What to work on: Please write out, exactly as given, every line of the entries below up to and including the line with "like x=311, y=90.".
### Data for review
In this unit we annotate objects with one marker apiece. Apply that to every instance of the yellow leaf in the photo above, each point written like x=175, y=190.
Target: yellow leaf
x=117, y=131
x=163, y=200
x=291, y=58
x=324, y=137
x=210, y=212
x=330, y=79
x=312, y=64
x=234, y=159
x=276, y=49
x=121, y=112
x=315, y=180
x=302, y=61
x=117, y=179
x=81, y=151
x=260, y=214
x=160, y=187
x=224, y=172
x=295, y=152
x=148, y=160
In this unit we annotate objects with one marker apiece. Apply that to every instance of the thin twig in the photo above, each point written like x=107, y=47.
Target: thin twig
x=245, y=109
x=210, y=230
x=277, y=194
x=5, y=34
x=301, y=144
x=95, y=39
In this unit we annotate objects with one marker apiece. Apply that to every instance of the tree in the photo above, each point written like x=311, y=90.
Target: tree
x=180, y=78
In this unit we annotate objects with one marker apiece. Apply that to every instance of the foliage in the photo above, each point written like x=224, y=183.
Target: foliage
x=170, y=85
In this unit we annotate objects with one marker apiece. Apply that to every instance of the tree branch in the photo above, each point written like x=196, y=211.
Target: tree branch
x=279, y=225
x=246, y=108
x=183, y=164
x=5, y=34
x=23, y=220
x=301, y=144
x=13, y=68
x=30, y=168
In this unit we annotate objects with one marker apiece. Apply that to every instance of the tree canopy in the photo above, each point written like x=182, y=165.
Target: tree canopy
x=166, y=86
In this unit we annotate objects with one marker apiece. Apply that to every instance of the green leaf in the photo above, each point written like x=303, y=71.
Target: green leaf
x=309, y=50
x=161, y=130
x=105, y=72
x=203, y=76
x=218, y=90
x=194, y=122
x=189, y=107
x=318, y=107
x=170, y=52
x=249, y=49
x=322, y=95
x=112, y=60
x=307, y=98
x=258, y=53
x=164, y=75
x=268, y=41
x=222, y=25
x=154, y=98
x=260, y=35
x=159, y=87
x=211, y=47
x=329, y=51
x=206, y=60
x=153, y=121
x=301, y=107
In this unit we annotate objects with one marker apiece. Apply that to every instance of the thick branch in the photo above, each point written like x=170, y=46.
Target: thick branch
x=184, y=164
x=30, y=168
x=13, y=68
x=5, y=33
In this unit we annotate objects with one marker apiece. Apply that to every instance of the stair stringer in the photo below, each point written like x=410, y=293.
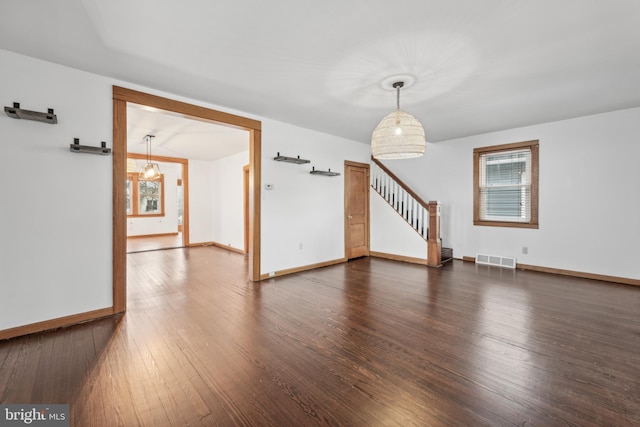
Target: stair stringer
x=390, y=233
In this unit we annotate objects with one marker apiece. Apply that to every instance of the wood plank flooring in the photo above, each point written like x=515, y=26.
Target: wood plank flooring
x=153, y=243
x=371, y=342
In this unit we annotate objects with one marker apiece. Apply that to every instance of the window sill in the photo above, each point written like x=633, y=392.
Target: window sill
x=506, y=224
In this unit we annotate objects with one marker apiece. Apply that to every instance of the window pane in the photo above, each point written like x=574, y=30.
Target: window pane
x=149, y=197
x=504, y=186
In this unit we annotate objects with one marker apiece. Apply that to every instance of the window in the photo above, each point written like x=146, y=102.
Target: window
x=144, y=197
x=505, y=179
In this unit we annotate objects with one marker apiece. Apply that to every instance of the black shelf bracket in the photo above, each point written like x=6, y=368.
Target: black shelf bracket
x=324, y=173
x=18, y=113
x=77, y=148
x=286, y=159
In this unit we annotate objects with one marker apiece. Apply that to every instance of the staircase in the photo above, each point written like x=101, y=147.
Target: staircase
x=423, y=217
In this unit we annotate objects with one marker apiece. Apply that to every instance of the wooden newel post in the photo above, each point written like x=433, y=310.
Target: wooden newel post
x=434, y=245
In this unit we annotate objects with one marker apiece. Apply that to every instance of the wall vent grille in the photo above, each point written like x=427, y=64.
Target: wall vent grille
x=499, y=261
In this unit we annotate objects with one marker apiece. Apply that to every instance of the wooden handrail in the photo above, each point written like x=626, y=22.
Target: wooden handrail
x=404, y=186
x=434, y=244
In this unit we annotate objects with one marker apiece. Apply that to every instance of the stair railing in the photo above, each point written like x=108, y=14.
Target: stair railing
x=423, y=217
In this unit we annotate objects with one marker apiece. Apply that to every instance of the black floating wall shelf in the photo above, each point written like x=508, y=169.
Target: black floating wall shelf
x=77, y=148
x=325, y=173
x=286, y=159
x=18, y=113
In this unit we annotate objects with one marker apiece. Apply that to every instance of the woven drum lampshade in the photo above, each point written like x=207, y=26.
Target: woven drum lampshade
x=399, y=135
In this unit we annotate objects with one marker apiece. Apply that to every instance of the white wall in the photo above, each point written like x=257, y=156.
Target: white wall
x=168, y=223
x=228, y=200
x=56, y=224
x=303, y=209
x=200, y=201
x=589, y=194
x=55, y=218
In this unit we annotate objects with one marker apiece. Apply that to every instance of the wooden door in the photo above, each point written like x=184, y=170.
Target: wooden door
x=356, y=200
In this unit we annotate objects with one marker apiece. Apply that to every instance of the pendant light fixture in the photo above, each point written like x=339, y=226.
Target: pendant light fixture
x=151, y=170
x=399, y=135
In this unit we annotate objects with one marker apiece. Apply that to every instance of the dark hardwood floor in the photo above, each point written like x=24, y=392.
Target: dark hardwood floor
x=371, y=342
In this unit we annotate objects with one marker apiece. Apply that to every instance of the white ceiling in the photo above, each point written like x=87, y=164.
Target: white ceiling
x=477, y=66
x=177, y=136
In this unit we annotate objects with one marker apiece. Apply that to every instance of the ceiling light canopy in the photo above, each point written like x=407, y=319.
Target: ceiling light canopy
x=151, y=170
x=399, y=135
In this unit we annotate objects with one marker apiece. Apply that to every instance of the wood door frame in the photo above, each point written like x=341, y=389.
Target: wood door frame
x=246, y=196
x=122, y=96
x=367, y=166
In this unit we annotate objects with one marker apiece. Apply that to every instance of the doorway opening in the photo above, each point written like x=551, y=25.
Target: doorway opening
x=122, y=97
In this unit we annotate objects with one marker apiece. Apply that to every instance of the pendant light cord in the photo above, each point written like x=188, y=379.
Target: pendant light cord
x=398, y=85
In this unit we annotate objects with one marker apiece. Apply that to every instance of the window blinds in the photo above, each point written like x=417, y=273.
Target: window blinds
x=505, y=186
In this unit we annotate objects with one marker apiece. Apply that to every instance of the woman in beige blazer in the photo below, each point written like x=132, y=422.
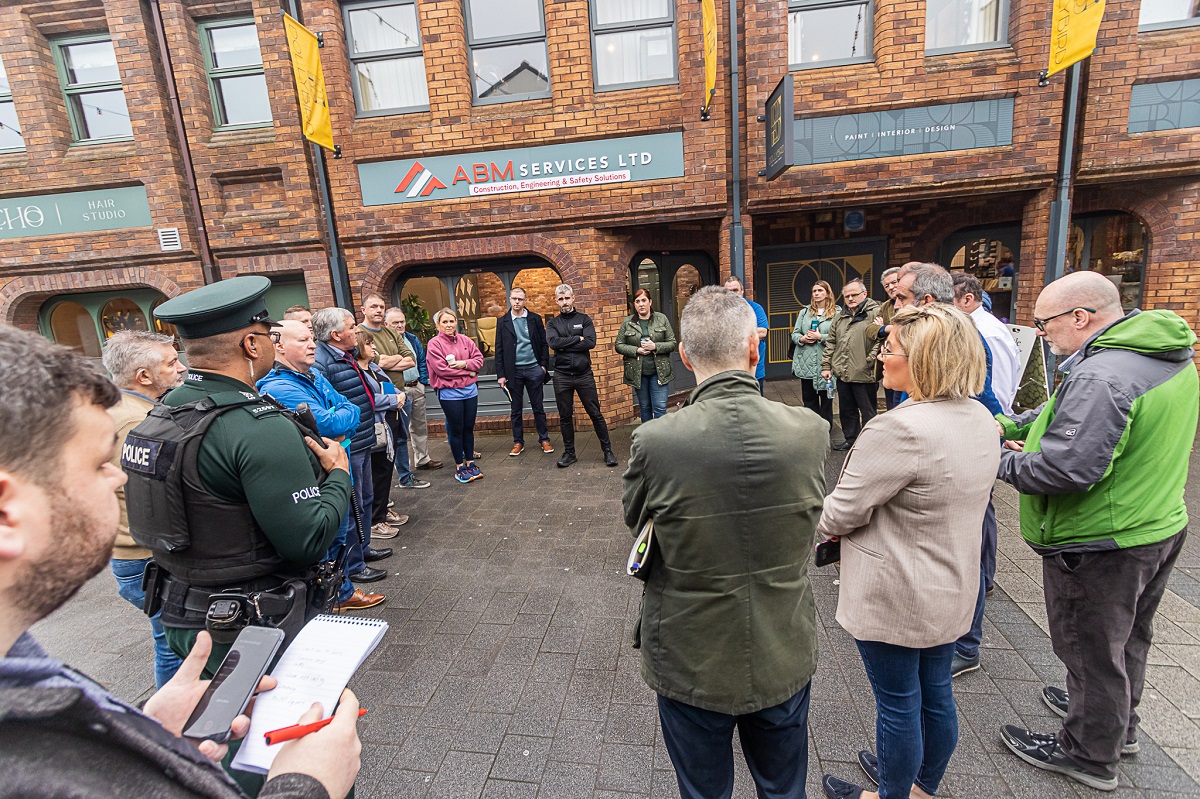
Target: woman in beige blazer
x=909, y=508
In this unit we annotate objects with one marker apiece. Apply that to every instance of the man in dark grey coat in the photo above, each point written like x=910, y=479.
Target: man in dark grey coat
x=733, y=484
x=60, y=733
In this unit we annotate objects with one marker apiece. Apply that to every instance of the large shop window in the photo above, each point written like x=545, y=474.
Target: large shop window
x=91, y=84
x=953, y=25
x=10, y=128
x=387, y=64
x=1156, y=14
x=1115, y=246
x=633, y=43
x=508, y=49
x=829, y=32
x=234, y=65
x=479, y=296
x=82, y=322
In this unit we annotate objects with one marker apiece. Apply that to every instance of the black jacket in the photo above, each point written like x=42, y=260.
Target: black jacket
x=563, y=332
x=507, y=344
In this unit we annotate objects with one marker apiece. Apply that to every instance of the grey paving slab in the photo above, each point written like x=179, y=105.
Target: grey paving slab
x=510, y=620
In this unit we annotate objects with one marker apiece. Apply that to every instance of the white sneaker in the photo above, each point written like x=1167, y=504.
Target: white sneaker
x=383, y=530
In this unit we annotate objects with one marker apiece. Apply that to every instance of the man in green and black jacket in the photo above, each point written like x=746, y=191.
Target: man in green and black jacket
x=1102, y=479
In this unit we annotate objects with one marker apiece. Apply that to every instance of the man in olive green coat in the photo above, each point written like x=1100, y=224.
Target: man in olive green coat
x=735, y=485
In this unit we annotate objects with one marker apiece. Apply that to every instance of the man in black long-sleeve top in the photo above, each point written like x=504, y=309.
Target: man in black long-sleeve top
x=571, y=335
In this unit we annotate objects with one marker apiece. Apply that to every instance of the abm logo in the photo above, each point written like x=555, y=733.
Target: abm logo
x=419, y=181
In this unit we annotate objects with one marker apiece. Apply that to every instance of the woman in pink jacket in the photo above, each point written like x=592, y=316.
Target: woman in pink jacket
x=454, y=362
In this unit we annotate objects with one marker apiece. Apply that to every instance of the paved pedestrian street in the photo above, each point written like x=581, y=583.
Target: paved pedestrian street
x=507, y=671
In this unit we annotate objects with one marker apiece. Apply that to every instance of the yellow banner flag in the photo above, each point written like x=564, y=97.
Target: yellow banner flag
x=310, y=83
x=1073, y=31
x=708, y=18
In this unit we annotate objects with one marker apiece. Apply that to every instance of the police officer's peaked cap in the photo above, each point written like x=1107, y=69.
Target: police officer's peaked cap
x=221, y=307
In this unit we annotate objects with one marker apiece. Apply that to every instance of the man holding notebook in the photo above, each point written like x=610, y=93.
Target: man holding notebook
x=727, y=628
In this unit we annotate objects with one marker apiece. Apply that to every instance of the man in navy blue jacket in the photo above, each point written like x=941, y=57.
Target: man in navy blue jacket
x=336, y=348
x=293, y=380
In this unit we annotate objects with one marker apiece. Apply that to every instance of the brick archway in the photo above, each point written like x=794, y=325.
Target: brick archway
x=22, y=299
x=393, y=262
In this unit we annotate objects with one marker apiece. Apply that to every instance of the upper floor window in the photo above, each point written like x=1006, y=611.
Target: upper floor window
x=1156, y=14
x=508, y=49
x=234, y=65
x=633, y=43
x=965, y=24
x=10, y=128
x=91, y=84
x=828, y=32
x=387, y=65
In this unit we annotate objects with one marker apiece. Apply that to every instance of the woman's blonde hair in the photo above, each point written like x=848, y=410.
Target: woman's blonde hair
x=831, y=302
x=946, y=358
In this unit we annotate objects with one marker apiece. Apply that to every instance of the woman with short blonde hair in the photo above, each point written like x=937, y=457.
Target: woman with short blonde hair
x=907, y=509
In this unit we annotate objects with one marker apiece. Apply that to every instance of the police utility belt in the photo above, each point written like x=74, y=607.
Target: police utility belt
x=213, y=566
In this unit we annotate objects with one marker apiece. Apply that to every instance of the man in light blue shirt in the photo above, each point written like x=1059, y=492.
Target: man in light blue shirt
x=735, y=284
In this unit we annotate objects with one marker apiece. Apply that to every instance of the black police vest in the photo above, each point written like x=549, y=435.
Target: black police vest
x=198, y=538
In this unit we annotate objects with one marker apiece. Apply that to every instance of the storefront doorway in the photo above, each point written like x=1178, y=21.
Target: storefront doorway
x=784, y=278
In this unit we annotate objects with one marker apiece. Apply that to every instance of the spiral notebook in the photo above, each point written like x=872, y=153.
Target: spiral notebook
x=315, y=668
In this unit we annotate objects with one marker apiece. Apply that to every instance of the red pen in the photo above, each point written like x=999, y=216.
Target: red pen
x=300, y=731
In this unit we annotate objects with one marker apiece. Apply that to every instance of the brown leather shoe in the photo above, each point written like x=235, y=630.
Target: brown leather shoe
x=359, y=601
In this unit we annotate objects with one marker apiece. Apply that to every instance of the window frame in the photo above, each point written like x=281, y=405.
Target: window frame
x=621, y=28
x=1001, y=41
x=1187, y=22
x=6, y=97
x=383, y=55
x=214, y=73
x=474, y=43
x=819, y=5
x=71, y=90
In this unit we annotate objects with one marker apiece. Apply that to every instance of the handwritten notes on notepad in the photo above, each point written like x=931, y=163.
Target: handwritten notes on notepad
x=315, y=667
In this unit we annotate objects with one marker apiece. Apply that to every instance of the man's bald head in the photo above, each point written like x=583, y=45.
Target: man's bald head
x=1074, y=308
x=294, y=346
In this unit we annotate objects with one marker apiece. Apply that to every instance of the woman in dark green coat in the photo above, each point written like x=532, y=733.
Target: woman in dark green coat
x=646, y=341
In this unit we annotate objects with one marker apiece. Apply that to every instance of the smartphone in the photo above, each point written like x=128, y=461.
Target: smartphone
x=234, y=684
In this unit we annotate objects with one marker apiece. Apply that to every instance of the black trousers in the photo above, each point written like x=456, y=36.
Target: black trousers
x=1101, y=607
x=820, y=402
x=856, y=407
x=527, y=379
x=565, y=388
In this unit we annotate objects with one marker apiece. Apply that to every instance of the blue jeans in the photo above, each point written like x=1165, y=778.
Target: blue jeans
x=129, y=584
x=652, y=397
x=360, y=472
x=916, y=725
x=774, y=742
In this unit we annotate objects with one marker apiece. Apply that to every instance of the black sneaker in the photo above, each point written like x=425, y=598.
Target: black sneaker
x=1043, y=751
x=870, y=766
x=1056, y=698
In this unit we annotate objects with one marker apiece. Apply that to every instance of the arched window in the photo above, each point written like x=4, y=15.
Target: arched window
x=71, y=325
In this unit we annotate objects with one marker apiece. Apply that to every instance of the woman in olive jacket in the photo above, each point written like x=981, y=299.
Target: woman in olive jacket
x=647, y=341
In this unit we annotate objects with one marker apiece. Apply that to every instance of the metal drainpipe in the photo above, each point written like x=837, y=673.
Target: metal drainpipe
x=737, y=235
x=208, y=269
x=339, y=274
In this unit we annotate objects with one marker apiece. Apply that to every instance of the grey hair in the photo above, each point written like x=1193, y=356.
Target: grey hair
x=934, y=281
x=40, y=385
x=130, y=350
x=714, y=329
x=329, y=320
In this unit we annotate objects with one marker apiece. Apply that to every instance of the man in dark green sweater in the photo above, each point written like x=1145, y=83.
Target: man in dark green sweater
x=733, y=484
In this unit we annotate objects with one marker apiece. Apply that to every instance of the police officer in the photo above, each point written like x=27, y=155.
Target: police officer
x=223, y=487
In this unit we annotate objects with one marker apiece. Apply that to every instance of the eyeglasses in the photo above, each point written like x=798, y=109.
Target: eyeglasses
x=1041, y=324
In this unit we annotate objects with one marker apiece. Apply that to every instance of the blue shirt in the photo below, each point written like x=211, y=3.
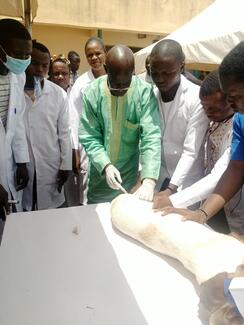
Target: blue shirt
x=237, y=146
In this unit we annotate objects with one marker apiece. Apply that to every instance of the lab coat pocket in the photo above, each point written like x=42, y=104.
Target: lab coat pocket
x=131, y=133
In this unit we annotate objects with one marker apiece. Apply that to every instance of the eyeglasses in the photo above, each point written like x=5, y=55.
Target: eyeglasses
x=116, y=89
x=59, y=58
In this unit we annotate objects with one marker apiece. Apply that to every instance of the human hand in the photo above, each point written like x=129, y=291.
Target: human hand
x=146, y=190
x=197, y=216
x=62, y=178
x=113, y=177
x=4, y=206
x=161, y=200
x=22, y=176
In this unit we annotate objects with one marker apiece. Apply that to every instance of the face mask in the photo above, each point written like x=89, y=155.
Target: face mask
x=16, y=66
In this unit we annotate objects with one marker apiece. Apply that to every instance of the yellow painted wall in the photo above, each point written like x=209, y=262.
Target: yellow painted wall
x=60, y=40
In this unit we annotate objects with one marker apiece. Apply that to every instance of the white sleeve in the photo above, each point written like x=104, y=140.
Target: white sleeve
x=194, y=136
x=64, y=135
x=201, y=189
x=75, y=109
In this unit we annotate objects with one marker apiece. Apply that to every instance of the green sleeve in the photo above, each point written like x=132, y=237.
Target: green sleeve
x=150, y=145
x=91, y=133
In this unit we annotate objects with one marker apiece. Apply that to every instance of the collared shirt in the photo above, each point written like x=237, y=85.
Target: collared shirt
x=73, y=77
x=4, y=98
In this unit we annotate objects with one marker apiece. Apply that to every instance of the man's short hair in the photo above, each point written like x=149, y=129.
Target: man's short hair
x=233, y=64
x=12, y=29
x=170, y=48
x=73, y=54
x=95, y=40
x=210, y=84
x=40, y=47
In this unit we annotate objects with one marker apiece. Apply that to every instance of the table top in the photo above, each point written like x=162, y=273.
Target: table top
x=69, y=266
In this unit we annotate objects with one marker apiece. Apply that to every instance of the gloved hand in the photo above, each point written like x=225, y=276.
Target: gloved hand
x=146, y=190
x=4, y=207
x=113, y=177
x=62, y=178
x=22, y=176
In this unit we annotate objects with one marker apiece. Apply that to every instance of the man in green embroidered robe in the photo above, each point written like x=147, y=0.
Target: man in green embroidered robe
x=120, y=124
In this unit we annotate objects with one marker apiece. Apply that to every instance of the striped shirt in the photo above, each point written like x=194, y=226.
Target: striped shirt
x=4, y=98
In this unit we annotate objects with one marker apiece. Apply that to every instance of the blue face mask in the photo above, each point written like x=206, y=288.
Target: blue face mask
x=16, y=66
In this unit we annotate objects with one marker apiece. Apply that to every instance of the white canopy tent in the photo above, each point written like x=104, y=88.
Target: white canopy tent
x=208, y=37
x=24, y=9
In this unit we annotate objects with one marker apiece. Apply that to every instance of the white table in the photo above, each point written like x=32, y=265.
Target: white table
x=70, y=267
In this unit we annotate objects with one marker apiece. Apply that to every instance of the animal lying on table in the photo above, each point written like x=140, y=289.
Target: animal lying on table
x=212, y=257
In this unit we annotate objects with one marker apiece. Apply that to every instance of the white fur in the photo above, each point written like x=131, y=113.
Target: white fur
x=202, y=251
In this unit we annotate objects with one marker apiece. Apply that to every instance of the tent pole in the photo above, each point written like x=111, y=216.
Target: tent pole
x=100, y=33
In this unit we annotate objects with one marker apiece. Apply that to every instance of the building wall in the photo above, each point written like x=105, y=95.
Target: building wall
x=60, y=40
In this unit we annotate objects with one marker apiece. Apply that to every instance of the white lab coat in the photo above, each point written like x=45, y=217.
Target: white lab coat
x=48, y=136
x=76, y=108
x=76, y=103
x=13, y=144
x=199, y=191
x=185, y=125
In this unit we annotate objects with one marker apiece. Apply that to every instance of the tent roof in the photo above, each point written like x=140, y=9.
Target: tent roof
x=208, y=37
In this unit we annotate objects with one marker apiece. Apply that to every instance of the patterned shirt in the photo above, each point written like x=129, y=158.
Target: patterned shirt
x=217, y=135
x=4, y=98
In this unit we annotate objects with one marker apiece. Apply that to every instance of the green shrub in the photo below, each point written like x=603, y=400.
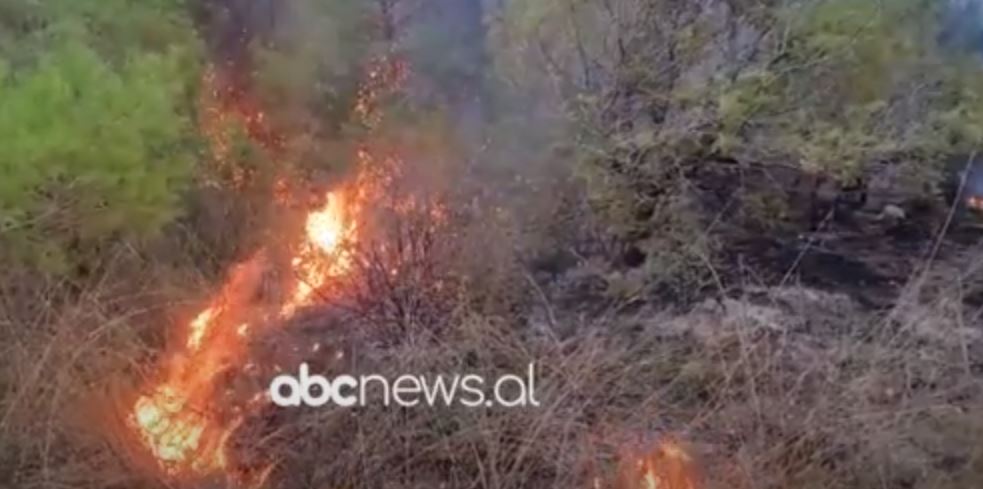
######
Finished exercise:
In this unit we annotate objects with one marker apiece. Apply that to every instance of the yellow leaf in the photo above, each point written like x=175, y=190.
Target: yellow leaf
x=117, y=131
x=163, y=200
x=291, y=58
x=324, y=137
x=210, y=212
x=330, y=79
x=312, y=64
x=234, y=159
x=276, y=49
x=121, y=112
x=315, y=180
x=302, y=61
x=117, y=179
x=81, y=151
x=260, y=214
x=160, y=187
x=224, y=172
x=295, y=152
x=148, y=160
In this unit we annotate objects with one marker apiece. Apply that to every instance of the thin twig in the photo above, each point written like x=107, y=47.
Target: thin twig
x=245, y=109
x=210, y=230
x=277, y=194
x=5, y=34
x=301, y=144
x=95, y=39
In this unit we annotate objects with one marker apiece. Apply that to every instance of the tree in the photo above, each point written like x=311, y=90.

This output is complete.